_Problem_
Print all entries word for word.

_Material for this exercise_
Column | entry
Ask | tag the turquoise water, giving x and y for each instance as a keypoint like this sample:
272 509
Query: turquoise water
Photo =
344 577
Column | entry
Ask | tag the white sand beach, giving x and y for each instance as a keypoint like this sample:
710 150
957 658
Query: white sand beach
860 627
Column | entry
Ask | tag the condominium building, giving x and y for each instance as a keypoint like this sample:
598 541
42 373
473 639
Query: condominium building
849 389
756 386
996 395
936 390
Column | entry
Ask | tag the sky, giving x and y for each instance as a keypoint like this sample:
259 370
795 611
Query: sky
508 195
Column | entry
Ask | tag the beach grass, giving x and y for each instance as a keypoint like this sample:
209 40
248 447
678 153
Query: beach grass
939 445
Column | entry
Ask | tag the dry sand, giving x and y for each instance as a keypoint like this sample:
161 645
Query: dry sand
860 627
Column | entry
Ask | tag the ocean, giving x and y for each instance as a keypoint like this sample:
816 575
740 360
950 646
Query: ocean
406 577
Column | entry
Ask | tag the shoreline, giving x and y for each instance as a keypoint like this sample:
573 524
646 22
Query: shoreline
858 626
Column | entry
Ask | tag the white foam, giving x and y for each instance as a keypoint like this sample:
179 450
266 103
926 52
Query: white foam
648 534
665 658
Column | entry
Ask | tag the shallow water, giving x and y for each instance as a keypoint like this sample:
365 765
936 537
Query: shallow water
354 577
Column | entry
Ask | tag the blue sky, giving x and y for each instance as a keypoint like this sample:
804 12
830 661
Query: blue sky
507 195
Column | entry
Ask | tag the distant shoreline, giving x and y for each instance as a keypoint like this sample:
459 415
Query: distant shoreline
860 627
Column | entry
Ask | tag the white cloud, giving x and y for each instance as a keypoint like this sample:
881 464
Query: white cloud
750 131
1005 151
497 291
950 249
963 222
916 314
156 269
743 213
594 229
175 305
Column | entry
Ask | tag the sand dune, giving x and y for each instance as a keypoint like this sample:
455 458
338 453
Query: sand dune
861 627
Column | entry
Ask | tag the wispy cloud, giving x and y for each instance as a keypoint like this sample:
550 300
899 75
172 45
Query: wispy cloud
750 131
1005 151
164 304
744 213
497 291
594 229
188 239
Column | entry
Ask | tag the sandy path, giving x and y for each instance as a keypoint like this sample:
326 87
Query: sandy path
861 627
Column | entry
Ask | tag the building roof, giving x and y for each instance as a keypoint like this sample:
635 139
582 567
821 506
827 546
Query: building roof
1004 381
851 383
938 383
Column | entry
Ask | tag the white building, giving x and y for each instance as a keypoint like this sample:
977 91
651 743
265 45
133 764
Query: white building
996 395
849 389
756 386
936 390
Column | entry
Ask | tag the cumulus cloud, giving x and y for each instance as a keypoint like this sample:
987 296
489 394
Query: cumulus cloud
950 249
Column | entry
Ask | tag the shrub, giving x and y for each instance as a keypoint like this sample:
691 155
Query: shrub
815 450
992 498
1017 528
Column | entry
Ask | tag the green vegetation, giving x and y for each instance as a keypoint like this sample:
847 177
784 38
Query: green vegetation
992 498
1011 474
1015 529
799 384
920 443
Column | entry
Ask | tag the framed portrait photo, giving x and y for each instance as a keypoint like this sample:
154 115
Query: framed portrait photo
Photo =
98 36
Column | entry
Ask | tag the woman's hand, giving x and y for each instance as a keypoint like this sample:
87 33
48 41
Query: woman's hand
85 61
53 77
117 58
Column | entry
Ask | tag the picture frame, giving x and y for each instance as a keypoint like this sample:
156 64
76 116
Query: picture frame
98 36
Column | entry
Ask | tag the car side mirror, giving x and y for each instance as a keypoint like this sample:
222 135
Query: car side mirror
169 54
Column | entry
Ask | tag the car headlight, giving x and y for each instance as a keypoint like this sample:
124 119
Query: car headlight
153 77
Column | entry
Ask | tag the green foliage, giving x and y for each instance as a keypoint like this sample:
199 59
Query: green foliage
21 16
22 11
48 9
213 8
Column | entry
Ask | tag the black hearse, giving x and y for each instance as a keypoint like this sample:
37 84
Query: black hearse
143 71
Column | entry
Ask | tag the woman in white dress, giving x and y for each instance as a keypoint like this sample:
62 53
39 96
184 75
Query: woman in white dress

_Written response_
Column | entry
Ask | tag the turquoise water, giving x and y for each instance as a keypoint like this sample:
272 509
Query: turquoise water
Photo =
344 577
Column | entry
Ask | tag the white sand beach, giving x and y for each instance as a keypoint like this sample:
710 150
957 658
Query: white sand beach
860 627
Column | entry
Ask | tag the condominium building, giving x and y for each instance as a keypoint like this sample:
598 541
42 373
473 639
Query: condominium building
849 389
756 386
996 395
936 390
Column | entry
Ask | tag the sky, giving x and y for each instance as a keypoint like this sample:
259 370
795 611
Query: sky
508 195
Column | entry
Ask | tag the beach grass, giving x and y for each instance as a keypoint like this sample:
209 40
248 447
678 153
Query: beach grass
939 445
Column | entry
Ask | tag the dry sand, giving x and y for each instance as a keypoint like this sample:
161 645
Query: dry sand
860 627
Column | entry
Ask | tag the ocean, giving x and y for each instance as a keypoint like this sample:
816 575
740 360
950 646
Query: ocean
406 577
Column | entry
Ask | tag the shoreline, giving x and y for each instance as a keypoint like this sample:
573 524
646 22
Query: shoreline
858 626
Column | entry
Ask | tag the white foam, giving x and y for each instance as a keypoint like this sample:
179 450
266 103
926 52
Query: white foam
648 534
665 658
Column | entry
Ask | tag the shallow water, giving x and y for each instance as a keypoint like this sample:
365 765
936 537
Query: shallow water
354 577
Column | entry
Ask | tag the blue sky, giving x and y for each instance as a keypoint like this sample:
804 12
830 661
Query: blue sky
507 195
Column | entry
Ask | tag the distant shoreline, giving x and y for each instance as a keypoint like this sample:
459 415
Query: distant shoreline
860 627
Column | entry
Ask | tag the white cloud, giving x and y for each instance as a keypoint like this sample:
881 464
Query: white cloud
750 131
1005 151
497 291
950 249
963 222
916 314
156 269
743 213
594 229
175 305
Column | entry
Ask | tag the sand dune, giving x and y for each instance as a keypoint like this sample:
455 458
338 453
Query: sand dune
861 627
Column | entry
Ask | tag the wispy cloud, giving x and y for each instance as a keypoint like this sample:
550 300
899 75
172 45
Query: wispy cloud
750 131
1005 151
164 304
744 213
497 291
594 229
188 239
Column | entry
Ask | tag the sandy path, giving x and y for each instance as a keypoint like this sample:
326 87
Query: sandy path
861 627
Column | entry
Ask | tag the building roof, giving x and y for each instance as a keypoint like this sample:
635 139
582 567
821 506
827 546
Query: building roof
1004 381
851 383
938 383
Column | entry
Ask | tag the white building, giving x and y for each instance as a keypoint like this sample:
977 91
651 743
265 45
133 764
Query: white building
996 395
849 389
756 386
936 390
Column | entry
Ask | tag the cumulus cloud, giving x and y for each instance as a keypoint like this sample:
987 296
489 394
Query: cumulus cloud
950 249
Column | entry
Ask | tag the shrub, giving x and y for each instance as a keypoint like this sample:
691 155
Query: shrub
815 450
992 498
1017 528
Column | entry
Ask | tag the green vegetation, giving x and y for each instance as a keypoint like this sample:
847 177
784 38
Query: green vegetation
992 498
1011 474
1015 529
799 384
920 443
Column | entry
Ask | tag the framed portrait photo, giving x and y for each instance as a keypoint like this sample:
154 115
Query: framed portrait photo
Photo =
98 36
Column | entry
Ask | tag the woman's hand, giving x and y for each instance as a keypoint like this sample:
87 33
48 41
Query: woman's hand
85 61
53 77
117 58
Column | entry
Ask | tag the picture frame, giving x and y for each instance as a keypoint like this sample:
156 64
76 116
Query: picture frame
98 36
Column | entry
Ask | tag the car side mirror, giving x and y for each instance as a keypoint like this sample:
222 135
Query: car side mirror
169 54
Column | entry
Ask | tag the car headlight, giving x and y for each instance as a keypoint like this sample:
124 119
Query: car headlight
153 77
Column | entry
Ask | tag the green foliage, giving x and y for each instance as a keypoint like this sample:
199 59
Query: green foliage
21 16
22 11
48 9
213 8
Column | entry
Ask | tag the black hearse, giving x and y for each instance as a keypoint like this sample:
37 84
Query: black hearse
143 71
Column | entry
Ask | tag the woman in white dress, giving x and y for each instance as a keypoint like this sample:
62 53
39 96
184 75
Query: woman in white dress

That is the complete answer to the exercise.